Exercise data =
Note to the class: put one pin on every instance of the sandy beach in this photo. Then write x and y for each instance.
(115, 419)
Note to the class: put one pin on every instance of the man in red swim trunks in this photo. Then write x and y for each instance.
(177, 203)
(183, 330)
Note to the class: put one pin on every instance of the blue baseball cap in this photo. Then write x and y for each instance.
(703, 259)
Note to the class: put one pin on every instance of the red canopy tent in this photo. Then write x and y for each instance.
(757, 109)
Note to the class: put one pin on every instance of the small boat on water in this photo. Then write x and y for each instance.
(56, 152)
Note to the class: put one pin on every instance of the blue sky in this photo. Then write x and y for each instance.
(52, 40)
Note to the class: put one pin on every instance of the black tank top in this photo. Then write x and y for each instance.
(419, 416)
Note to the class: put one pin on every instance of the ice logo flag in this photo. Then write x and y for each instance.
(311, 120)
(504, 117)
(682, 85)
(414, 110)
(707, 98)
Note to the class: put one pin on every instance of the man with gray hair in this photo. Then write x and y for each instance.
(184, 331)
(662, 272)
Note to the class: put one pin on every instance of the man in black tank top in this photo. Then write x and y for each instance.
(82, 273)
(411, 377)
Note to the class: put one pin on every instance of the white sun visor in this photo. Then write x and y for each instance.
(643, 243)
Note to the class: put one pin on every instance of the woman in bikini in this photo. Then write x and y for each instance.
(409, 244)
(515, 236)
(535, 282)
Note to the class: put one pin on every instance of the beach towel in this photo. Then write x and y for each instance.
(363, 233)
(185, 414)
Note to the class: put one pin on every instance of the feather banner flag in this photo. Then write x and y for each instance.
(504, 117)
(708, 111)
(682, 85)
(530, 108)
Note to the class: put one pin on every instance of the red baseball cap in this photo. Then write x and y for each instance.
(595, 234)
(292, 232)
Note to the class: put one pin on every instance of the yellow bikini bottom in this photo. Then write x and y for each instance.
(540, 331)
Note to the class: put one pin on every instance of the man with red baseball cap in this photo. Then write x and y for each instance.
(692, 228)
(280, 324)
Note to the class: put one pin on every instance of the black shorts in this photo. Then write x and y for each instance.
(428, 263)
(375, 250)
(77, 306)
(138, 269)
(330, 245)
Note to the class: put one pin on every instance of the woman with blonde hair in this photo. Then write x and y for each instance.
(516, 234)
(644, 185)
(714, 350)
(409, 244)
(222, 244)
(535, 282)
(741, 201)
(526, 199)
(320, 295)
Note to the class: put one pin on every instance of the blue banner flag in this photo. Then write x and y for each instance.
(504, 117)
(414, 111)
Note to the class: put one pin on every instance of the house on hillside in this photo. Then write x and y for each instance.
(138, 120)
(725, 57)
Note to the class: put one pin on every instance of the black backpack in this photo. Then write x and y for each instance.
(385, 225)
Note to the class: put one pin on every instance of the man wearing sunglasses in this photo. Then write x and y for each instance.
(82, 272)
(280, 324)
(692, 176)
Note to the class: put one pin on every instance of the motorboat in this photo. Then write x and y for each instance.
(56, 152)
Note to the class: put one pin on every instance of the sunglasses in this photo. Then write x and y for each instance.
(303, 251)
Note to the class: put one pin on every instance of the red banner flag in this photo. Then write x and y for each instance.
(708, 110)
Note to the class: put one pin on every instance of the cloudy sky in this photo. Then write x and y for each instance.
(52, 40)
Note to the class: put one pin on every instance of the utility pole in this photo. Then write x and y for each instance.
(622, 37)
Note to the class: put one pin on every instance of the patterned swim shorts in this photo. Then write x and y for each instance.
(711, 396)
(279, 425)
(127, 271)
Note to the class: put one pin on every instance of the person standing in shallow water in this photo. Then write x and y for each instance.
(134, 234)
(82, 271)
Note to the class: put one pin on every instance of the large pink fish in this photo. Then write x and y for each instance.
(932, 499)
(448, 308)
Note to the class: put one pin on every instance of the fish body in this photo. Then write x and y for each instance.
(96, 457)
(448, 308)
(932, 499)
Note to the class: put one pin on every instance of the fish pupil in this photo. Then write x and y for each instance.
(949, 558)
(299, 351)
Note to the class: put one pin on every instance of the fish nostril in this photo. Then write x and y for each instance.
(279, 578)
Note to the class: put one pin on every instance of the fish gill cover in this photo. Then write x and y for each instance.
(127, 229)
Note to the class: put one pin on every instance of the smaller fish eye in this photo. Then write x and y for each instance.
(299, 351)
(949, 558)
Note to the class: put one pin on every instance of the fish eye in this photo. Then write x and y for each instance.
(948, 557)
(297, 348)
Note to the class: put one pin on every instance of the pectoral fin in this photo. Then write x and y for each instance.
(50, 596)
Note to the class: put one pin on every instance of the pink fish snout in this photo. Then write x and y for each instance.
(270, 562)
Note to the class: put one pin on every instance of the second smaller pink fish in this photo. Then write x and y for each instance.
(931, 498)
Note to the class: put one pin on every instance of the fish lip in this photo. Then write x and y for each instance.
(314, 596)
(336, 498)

The problem = Go through the listing and print each line exactly as it appears.

Solution below =
Note to the class: put one pin on every instance of the sandy beach in this photo. Then write x and y for each instance.
(115, 419)
Note to the class: put one pin on every instance of the man in red swim trunks in this photo. Then write x and y for each instance.
(177, 203)
(183, 330)
Note to the class: put one pin on every instance of the blue baseball cap in this photo. Then write x and y for each instance.
(703, 259)
Note to the class: put one pin on every instance of the red canopy tent in this photo. Then write x and y for each instance.
(757, 109)
Note to the class: put one pin on every instance of the small boat on water in this photo. Then write x and y for each instance.
(56, 152)
Note to the class: put one pin on every instance of the blue sky in this photo. Then write x and y for each instance.
(52, 40)
Note to the class: put one pin on every instance of the black tank top in this photo. Then write x and y for each instance.
(419, 416)
Note to the class: put one pin on every instance of the ice logo flag in this photo. Then write x and y for each instance.
(311, 120)
(504, 117)
(682, 85)
(414, 110)
(707, 98)
Note to the class: put one pin on every instance of the man with gray hair in this photo. Then write x and y for each instance.
(184, 331)
(662, 272)
Note to the class: put one pin on every instance of the man in black tank top in this photo. Then write x and y for each instance.
(82, 273)
(411, 377)
Note to the class: put one pin on every instance of the white sun visor in this photo. Then write x and y for each instance.
(643, 243)
Note to the class: put one pin on every instance of the woman in bikini in this photo. Then write x and y for each instance.
(409, 244)
(515, 236)
(535, 282)
Note to the class: put one pin on every instance of the beach towel in this photo. Then write x and y for each instance.
(363, 233)
(185, 414)
Note to the class: put one pin on every instance of the feather banner flag in this photo. Then write x and y for each instance.
(504, 117)
(708, 111)
(682, 85)
(530, 108)
Note to the class: put one pin on every instance of the red baseball cap in this photo. Then write x and y for each instance.
(595, 234)
(292, 232)
Note to the class: put one pin on every instance of the yellow bikini bottom in this photo. Then write x and y for each instance.
(540, 331)
Note to the class: put one pin on every instance of the man with red baseball cap in this photo. Then write x and y for each instance.
(692, 228)
(280, 324)
Note to the class: put one pin on every instance of the black shorts in this photo. Then write x and y for each instance.
(428, 263)
(375, 250)
(77, 306)
(138, 269)
(330, 245)
Note to the class: put one pin on every instance of the woman with blonde hair in this photo. Then write x and y for each instance.
(516, 234)
(644, 185)
(714, 350)
(409, 244)
(222, 244)
(535, 282)
(741, 201)
(526, 199)
(320, 295)
Note to the class: put one pin on every instance of the blue banner flag in this photo. Then write x and y for each instance.
(504, 117)
(414, 111)
Note to the class: put one pin on every instance of the house on hillside in this photo. Then write x and y for each instance.
(138, 120)
(725, 57)
Note to the class: put one pin on every instance of the black backpack in this photo. Then write x and y for each instance.
(385, 225)
Note to the class: put one pin on every instance of the man wearing sunglasses in this photo. Then write x and y for each instance.
(82, 272)
(280, 324)
(692, 176)
Note to the class: put one pin on every instance of the motorboat in this photo. Then write x and y for each instance.
(56, 152)
Note to the class: put one pin on every instance of the sunglasses in this photo. Then write x and y for each instance.
(303, 251)
Note to the class: put one pin on every instance of the red banner flag in this photo. Then write x and y for each instance.
(708, 110)
Note to the class: put one pin on every instance of the cloudy sky in this photo. Then write x and y for each instance.
(52, 40)
Note to the class: put one pin on every instance of the utility pole in this photo. Then write x and y for each instance.
(622, 37)
Note to the class: put one pin on every instance of the patterned swim shorts in this photo. Then write x and y for each instance.
(711, 396)
(279, 425)
(127, 271)
Note to the class: put one pin on every instance of the person standing in shallow water in this photo. Then write x and y for each instance.
(134, 234)
(82, 271)
Note to the class: put one pin on every instance of the large pink fish in this photo. Then write x and y for each instance.
(932, 499)
(448, 308)
Note to the class: put one pin on every instance of the fish body in this photo. Then write x and y for each instance.
(96, 457)
(448, 308)
(932, 499)
Note to the class: put one pin on every instance of the fish pupil in this photo. Then write x and y for each instance.
(949, 558)
(299, 351)
Note to the class: put one pin on every instance of the fish nostril in this photo. Then write x and y for each instance.
(279, 578)
Note to the class: put one pin on every instance of the fish gill cover in this photo. Then write x and y for each instance.
(127, 229)
Note to the class: put one pin on every instance of the smaller fish eye in this photo. Then write x and y for each instance.
(299, 351)
(949, 558)
Note to the class: put one pin on every instance of the fish eye in this photo. Then write x and y for each instance.
(948, 557)
(297, 348)
Note to the class: put one pin on every instance of the pectoral fin in this photo. Then write x and y for each instance.
(50, 596)
Note to the class: put one pin on every instance of the pink fish snout in this photo. Then write x and y for each instance.
(270, 562)
Note to the class: put one pin on every instance of the second smaller pink fish in this photo. Then write x and y for each instance.
(931, 498)
Note to the class: put one pin on every instance of the fish lip in this photo. Then write x and y for each instance.
(314, 596)
(336, 498)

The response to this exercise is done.